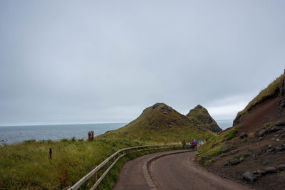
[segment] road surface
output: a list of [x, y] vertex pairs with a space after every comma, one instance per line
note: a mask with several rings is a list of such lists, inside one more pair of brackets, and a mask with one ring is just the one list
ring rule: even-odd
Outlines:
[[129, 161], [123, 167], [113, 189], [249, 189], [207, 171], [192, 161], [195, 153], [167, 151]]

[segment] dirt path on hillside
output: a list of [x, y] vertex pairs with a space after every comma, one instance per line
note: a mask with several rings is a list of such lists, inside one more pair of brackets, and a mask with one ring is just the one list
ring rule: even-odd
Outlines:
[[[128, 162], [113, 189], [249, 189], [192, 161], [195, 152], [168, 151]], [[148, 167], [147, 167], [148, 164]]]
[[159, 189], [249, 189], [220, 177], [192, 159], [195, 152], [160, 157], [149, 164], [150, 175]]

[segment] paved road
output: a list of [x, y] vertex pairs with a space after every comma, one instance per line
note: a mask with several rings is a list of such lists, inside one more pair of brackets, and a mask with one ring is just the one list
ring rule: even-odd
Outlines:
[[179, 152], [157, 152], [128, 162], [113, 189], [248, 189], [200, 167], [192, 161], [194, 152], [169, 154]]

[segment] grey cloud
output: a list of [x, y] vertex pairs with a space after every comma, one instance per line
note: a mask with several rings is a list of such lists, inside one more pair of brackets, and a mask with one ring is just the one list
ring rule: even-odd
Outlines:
════════════════════
* _EXERCISE TASK_: Give every line of the records above as a numbered list, skipping blank lines and leaving out the lines that stand for pictures.

* _FINAL RESULT_:
1. [segment] road surface
2. output: a list of [x, y] vertex pairs with a space after every comma, one instance per line
3. note: a mask with several rings is a list of such lists, inside one more pair of brackets, and a mask with one ring is just the one list
4. ring rule: even-odd
5. Outlines:
6. [[129, 161], [123, 167], [113, 189], [249, 189], [207, 171], [192, 161], [195, 153], [167, 151]]
7. [segment] dirt path on hillside
8. output: a list of [x, y] vertex pairs with a space after every comma, one instance per line
9. note: a mask with several rings is a list of such lists, inside one more pair of brackets, and a mask with one ring is just the one list
10. ring rule: even-odd
11. Outlines:
12. [[[128, 162], [113, 189], [249, 189], [192, 161], [195, 152], [168, 151]], [[148, 167], [147, 167], [148, 164]]]
13. [[159, 189], [249, 189], [220, 177], [192, 159], [195, 152], [160, 157], [149, 164], [150, 175]]
14. [segment] paved road
15. output: a list of [x, y] vertex pairs with a space after every comma, one instance per line
16. note: a mask with several rings is a list of such lists, inside one more pair of brackets, and a mask with one ring is just the one list
17. ring rule: even-odd
18. Outlines:
19. [[179, 152], [157, 152], [128, 162], [113, 189], [248, 189], [200, 167], [192, 161], [194, 152], [169, 154]]
20. [segment] grey cloud
21. output: a list of [x, y] vertex pairs with a space after every comma, one instance per line
22. note: a mask with several rings is a list of such lists, inside one more pair of brackets, and a mask with one ring is just the one list
23. ring rule: even-odd
24. Outlines:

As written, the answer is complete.